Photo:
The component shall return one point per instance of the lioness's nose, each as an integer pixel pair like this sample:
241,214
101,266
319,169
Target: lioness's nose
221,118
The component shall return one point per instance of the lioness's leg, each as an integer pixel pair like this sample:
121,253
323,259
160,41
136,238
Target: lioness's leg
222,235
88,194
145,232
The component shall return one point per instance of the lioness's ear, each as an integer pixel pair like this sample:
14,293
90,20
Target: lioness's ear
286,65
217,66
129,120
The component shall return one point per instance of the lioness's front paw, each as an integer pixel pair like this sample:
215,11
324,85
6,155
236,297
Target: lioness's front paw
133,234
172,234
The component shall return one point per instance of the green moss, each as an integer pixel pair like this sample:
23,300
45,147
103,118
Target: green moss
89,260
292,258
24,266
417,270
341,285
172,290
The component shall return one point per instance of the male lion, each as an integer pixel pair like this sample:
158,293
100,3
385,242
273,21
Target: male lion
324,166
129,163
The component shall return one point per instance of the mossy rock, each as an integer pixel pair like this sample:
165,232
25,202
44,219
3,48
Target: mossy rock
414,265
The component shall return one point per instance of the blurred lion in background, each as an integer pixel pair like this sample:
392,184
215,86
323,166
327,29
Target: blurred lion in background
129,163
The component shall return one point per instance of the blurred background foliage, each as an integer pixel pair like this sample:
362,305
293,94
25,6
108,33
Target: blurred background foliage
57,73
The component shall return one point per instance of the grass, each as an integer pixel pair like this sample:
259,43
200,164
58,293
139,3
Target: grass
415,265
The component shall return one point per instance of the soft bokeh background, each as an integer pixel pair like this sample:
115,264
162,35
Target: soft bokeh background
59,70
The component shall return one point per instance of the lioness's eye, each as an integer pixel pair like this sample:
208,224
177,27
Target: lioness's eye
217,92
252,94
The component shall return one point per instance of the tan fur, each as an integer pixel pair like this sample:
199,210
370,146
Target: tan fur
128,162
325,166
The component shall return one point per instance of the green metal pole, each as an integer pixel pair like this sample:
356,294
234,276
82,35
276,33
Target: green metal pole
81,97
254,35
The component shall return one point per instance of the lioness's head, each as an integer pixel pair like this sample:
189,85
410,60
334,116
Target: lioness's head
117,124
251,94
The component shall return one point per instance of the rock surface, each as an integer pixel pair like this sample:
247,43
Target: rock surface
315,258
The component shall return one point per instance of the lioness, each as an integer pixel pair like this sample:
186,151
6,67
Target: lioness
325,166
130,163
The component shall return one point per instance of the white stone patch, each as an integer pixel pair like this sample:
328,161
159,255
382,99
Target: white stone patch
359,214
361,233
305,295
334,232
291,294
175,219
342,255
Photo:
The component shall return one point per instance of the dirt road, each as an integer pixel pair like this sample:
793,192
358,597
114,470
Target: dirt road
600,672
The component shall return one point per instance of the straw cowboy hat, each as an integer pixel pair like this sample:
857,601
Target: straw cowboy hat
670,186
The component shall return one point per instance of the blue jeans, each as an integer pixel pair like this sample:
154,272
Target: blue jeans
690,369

**TRY IT**: Set down the records above once more, exactly as they stand.

**SOLUTION**:
Photo:
The component shall return one point per instance of the lioness's nose, each as an integer pixel pair like this sample:
241,214
101,266
319,169
Target: lioness's nose
221,118
The component shall return one point per instance of the lioness's leg, each as an integer pixel pair like this sample:
121,253
323,259
160,41
136,238
Target: lioness's leg
222,235
88,194
145,232
The component shall return one point per instance of the lioness's ear, each as an integer pixel pair like this sample:
14,293
90,20
Target: lioness's ear
286,65
217,66
129,120
The component shall return one point per instance of the lioness's front paw, each as an integer pixel pair like this sample:
215,11
324,85
6,155
236,297
Target: lioness's front paw
133,234
172,234
The component shall return one point per instance of the green moss, each as an integer pixel pair like this sample:
23,300
45,147
103,118
Target: green moss
89,260
292,258
24,266
417,270
341,285
172,290
The component shall return one point per instance of the male lion, each as an integer pixel pair like this sample:
158,293
100,3
385,242
273,21
Target: male lion
324,166
129,163
The component shall return one point per instance of the mossy rock, each as an integer pixel pair like this sample:
165,232
25,202
44,219
3,48
Target: mossy rock
414,265
The component shall return one point per instance of the blurred lion in background, each as an integer pixel pair like this sample:
392,184
215,86
323,166
327,29
Target: blurred lion in background
129,163
The component shall return one point per instance of the blurred background foliage, each as an integer pixel pair like this sample:
362,305
293,94
25,6
108,33
Target: blurred background foliage
57,73
The component shall return one point per instance of the grass, each as an integer pixel pair like this sample:
259,43
200,164
58,293
139,3
Target: grass
415,265
The component shall return one point per instance of the soft bokeh background, each as an integer pixel pair like this sample:
115,264
162,35
Target: soft bokeh background
59,70
The component shall return one point per instance of the lioness's eye, each as an integer pixel pair like this sample:
208,224
177,27
Target: lioness's eye
217,92
252,94
The component shall return one point per instance of the tan fur, each as an integer pixel pair like this sample:
199,210
370,146
Target: tan fur
128,162
325,166
The component shall return one point per instance of the green metal pole, each as an integer pixel pair like this sample:
356,294
234,276
82,35
276,33
Target: green metal pole
81,97
254,35
The component shall return one point per instance of the lioness's head, each as an integer pixel pair like this sample:
189,85
410,60
334,116
Target: lioness's head
117,124
251,94
The component shall return one point per instance of the rock surface, each as an integer pixel pair like this sample:
247,43
Target: rock surface
315,258
The component shall return one point per instance of the lioness, each as an integer pixel pair like this sample:
186,151
6,67
Target: lioness
325,166
130,163
The component shall return one point per instance of the white stone patch, each as an integer pixel pair like this sample:
328,161
159,255
382,99
Target: white stone patch
359,214
361,233
305,295
334,232
291,294
175,219
342,255
Photo:
The component shall return one point per instance of the dirt road, each as an integer pixel pair like this sample:
793,192
358,597
114,470
Target: dirt road
600,672
The component shall return one point per instance of the straw cowboy hat, each as an integer pixel pair like this sample:
857,601
Target: straw cowboy hat
670,186
The component shall return one point per instance of the blue jeans, each as an integer pixel pair like this sample:
154,272
Target: blue jeans
690,369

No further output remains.